**QUOTED PASSAGE**
== Segment start ==
Number Of Tag Bits Research Articles

Hybrid approach based on partial tag comparison technique and search methods to improve cache performance

An effective design of cache memory is an important aspect in computer architecture to improve the system performance. In this work, we study the effect of reducing the cache comparisons to map the cache address on the performance experimentally and analytically. Cache miss penalties have drastic impact on the systems’ performance. To overcome this, we propose a novel tag access scheme, which uses a partial comparison unit called n-bit comparator and use multiple search methods inside the data cache to improve the cache performance by reducing cache access time. Partial tag comparison (PTC) enables the cache to compare the tag in multi-stage techniques starting with the least significant bits (LSBs). Thus, useless tag comparison and number of tag bits being compared can be effectively reduced, hence reaching the requested tag is faster and the cache hit time is reduced. Simulation results show that the proposed approach outperforms conventional mapping techniques. The PTC technique improves the hit time in 2-bank and 4-bank fully associative caches by 70–96% and 67–88% over a cache with full tag comparison. Moreover, the proposed technique provides the minimum hit time when using a hash searching method rather than other searching methods: linear and binary.

Influence of Managing the Number of Tag Bits Transmitted on the Query Tree RFID Collision Resolution Protocol

Radio Frequency Identification (RFID) technology is increasingly becoming popular, for its widespread use and more sophisticated applications. The coexistence of tags sharing the communication channel requires solutions to message collisions, which degrade bandwidth, and increase the number of transmitted bits. A new methodology called ‘window’ is presented to manage the number of bits transmitted by a tag. The aim is show how the query tree (QT) protocol is influenced by this feature, and how the performance of the novel protocol, query window tree (QwT), improves when the tag ID distribution is correlated. Therefore, we have performed a fair comparison of the Query Tree and the new proposed QwT protocol for various tag ID distributions. Simulations show that the QwT positively decreases the total number of bits that are transmitted by tags.
== Segment end ==
**SUPPLIED MATERIAL**
== Segment start ==
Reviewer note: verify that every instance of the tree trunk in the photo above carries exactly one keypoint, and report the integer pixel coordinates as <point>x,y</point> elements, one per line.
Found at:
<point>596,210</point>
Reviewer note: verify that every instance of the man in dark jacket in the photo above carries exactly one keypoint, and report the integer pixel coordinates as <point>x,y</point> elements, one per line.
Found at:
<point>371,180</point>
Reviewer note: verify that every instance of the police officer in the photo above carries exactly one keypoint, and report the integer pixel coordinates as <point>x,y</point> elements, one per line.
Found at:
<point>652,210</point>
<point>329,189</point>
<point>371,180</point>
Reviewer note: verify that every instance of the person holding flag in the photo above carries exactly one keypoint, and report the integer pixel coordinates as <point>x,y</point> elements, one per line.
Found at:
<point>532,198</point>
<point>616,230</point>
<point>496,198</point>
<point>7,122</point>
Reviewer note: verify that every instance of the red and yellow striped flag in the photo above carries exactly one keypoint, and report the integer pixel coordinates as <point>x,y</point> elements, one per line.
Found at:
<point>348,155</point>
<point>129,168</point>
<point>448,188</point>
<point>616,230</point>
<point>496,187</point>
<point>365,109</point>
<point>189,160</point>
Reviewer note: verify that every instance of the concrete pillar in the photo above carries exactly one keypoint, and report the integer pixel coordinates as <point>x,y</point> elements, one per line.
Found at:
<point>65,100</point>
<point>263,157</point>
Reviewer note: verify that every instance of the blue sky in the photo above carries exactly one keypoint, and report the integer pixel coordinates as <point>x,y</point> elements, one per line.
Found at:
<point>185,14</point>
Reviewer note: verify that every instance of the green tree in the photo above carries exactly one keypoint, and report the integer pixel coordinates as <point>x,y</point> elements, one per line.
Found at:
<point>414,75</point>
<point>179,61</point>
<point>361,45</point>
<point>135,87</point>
== Segment end ==
**THINGS TO DO**
1. Please retype the portion of the research abstracts on tag bits that begins with "Radio Frequency Identification" and ends with "transmitted by tags.".
2. Render this sentence from the research abstracts on tag bits in Spanish: "Simulations show that the QwT positively decreases the total number of bits that are transmitted by tags."

**TASK ANSWERS**
1.
Radio Frequency Identification (RFID) technology is increasingly becoming popular, for its widespread use and more sophisticated applications. The coexistence of tags sharing the communication channel requires solutions to message collisions, which degrade bandwidth, and increase the number of transmitted bits. A new methodology called ‘window’ is presented to manage the number of bits transmitted by a tag. The aim is show how the query tree (QT) protocol is influenced by this feature, and how the performance of the novel protocol, query window tree (QwT), improves when the tag ID distribution is correlated. Therefore, we have performed a fair comparison of the Query Tree and the new proposed QwT protocol for various tag ID distributions. Simulations show that the QwT positively decreases the total number of bits that are transmitted by tags.

2. Las simulaciones muestran que el QwT reduce de forma positiva el número total de bits que transmiten las etiquetas.